→ Prompt: Where the line with "For every instance of the seated" appears in the records below, start there and transcribe each line exactly through the last.

→ Stored data entries:

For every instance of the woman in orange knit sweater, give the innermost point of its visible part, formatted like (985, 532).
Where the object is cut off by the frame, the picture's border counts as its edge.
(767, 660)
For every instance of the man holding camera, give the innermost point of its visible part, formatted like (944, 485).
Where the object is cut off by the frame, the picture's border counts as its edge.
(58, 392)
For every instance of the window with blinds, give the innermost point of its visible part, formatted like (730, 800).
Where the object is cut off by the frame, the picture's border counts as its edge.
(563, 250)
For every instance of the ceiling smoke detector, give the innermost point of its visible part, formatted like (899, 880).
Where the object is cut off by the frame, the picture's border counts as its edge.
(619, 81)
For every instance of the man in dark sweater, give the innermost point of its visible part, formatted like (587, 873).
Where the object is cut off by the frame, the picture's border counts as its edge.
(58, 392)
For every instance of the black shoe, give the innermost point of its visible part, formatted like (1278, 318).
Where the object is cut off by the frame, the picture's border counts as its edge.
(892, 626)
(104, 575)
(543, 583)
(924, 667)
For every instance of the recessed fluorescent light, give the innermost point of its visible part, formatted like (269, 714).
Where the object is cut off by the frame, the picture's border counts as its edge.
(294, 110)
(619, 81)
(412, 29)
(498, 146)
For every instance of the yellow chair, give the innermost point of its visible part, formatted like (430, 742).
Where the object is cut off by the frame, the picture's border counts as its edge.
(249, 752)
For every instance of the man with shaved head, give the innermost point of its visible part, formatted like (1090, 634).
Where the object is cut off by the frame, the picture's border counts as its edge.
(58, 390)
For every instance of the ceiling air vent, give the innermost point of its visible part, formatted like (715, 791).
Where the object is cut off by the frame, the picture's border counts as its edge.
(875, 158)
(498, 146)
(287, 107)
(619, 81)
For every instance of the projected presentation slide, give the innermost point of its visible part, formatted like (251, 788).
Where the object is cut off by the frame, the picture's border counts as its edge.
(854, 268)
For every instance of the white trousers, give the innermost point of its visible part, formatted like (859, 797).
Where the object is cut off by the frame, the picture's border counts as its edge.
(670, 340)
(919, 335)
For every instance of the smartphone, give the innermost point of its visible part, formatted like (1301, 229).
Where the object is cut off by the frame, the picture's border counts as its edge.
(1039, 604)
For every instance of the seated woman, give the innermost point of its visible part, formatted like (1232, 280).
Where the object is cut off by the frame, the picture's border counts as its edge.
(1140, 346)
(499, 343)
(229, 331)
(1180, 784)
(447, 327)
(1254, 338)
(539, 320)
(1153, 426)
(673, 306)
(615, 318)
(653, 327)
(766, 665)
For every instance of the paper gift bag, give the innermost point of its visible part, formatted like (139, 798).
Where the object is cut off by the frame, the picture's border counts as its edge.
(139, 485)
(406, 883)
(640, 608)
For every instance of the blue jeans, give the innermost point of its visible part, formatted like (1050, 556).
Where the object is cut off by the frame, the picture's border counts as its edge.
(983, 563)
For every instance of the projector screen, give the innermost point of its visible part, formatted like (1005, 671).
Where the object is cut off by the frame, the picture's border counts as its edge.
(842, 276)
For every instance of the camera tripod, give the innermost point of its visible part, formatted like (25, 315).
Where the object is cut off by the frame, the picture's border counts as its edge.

→ Output for this task:
For every instance of the seated woman, give the innermost point of its visible part, formatted like (1232, 280).
Where the object is cut off by the frame, the picture's border counts as its edge.
(1140, 346)
(499, 343)
(229, 331)
(1180, 784)
(447, 327)
(1254, 338)
(539, 320)
(1153, 426)
(673, 306)
(615, 318)
(653, 327)
(766, 665)
For every instance of the paper gift bag, give the innermost point of its visible part, formatted like (139, 798).
Where the object is cut off by the frame, the picture's border counts as its edge.
(139, 485)
(406, 883)
(640, 608)
For every instance of the blue jeans, give the innermost point of its visible part, formatted like (1050, 556).
Where the object is cut off by the frame, the picture's border counts as its edge.
(983, 563)
For every instance of the projector screen, give the innermost point of its visible part, formatted like (1005, 671).
Where the object is cut off by the frame, the picture's border counts as its edge.
(842, 276)
For every instance of the camera tripod, give the innermost point of its visible part, formatted like (25, 315).
Where the object is cut off by the frame, the picture's border counts as its edge.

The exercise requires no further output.